We all want to know where we came from, where we were born, who made us. Think of your profile on LinkedIn. Your “about” section on Facebook. The same is true for organizations, movements, personalities, civic communities, even products and services.
One of the first things we ask about a person or product that excites us is, “Where did you get that?” “Who are they?” “Where are they from?” “Who makes that?”
Every resonant and meaningful social community has a creation myth that describes how it started.
The story of how Jeff and Mackenzie Bezos drove from the east coast to Seattle, sitting in the back seat of their car as they wrote the business plan for Amazon.com, is an epic tale.
How TOMS Shoes founder Blake Mycoskie spotted children without shoes on the streets of Argentina and created a sustainable way to blend business and philanthropy binds us to his mission.
Facebook firmly established its creation story in the movie The Social Network.
Robert Kalin, one of the founders of Etsy, recalls how the e-commerce marketplace got its name. “I wanted a nonsense word because I wanted to build the brand from scratch,” says Kalin. “I was watching a Fellini movie and writing down what I was hearing. In Italian, you say ‘etsi’ a lot. It means ‘oh, yes.’ And in Latin, it means ‘and if.’”

---------------

▶ [Task 1]
Reproduce the entries below word for word, leaving out the pictures.

▶ [Extracted records]
---------------

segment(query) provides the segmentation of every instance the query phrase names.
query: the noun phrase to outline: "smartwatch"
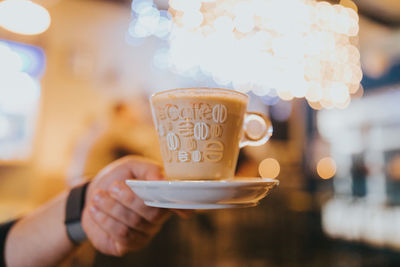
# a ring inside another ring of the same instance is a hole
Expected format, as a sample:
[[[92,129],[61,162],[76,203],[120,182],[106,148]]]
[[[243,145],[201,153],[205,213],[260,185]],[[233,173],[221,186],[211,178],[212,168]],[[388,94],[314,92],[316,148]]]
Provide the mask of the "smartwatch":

---------------

▶ [Task 2]
Rewrite the passage of the creation-story excerpt that begins at the words "We all want" and stops after "to his mission.", swapping "Seattle" for "Portland".

▶ [Problem solution 1]
segment(query) provides the segmentation of every instance the query phrase names.
query: the noun phrase to outline: "smartwatch"
# a ring inside another ring of the same instance is a hole
Expected format, as a sample:
[[[92,129],[61,162],[76,203],[120,182],[106,148]]]
[[[243,145],[201,153],[205,213],[260,185]],[[233,173],[221,186],[211,178],[212,168]],[[388,94],[314,92],[316,148]]]
Provide the mask of the "smartwatch":

▶ [Problem solution 2]
We all want to know where we came from, where we were born, who made us. Think of your profile on LinkedIn. Your “about” section on Facebook. The same is true for organizations, movements, personalities, civic communities, even products and services.
One of the first things we ask about a person or product that excites us is, “Where did you get that?” “Who are they?” “Where are they from?” “Who makes that?”
Every resonant and meaningful social community has a creation myth that describes how it started.
The story of how Jeff and Mackenzie Bezos drove from the east coast to Portland, sitting in the back seat of their car as they wrote the business plan for Amazon.com, is an epic tale.
How TOMS Shoes founder Blake Mycoskie spotted children without shoes on the streets of Argentina and created a sustainable way to blend business and philanthropy binds us to his mission.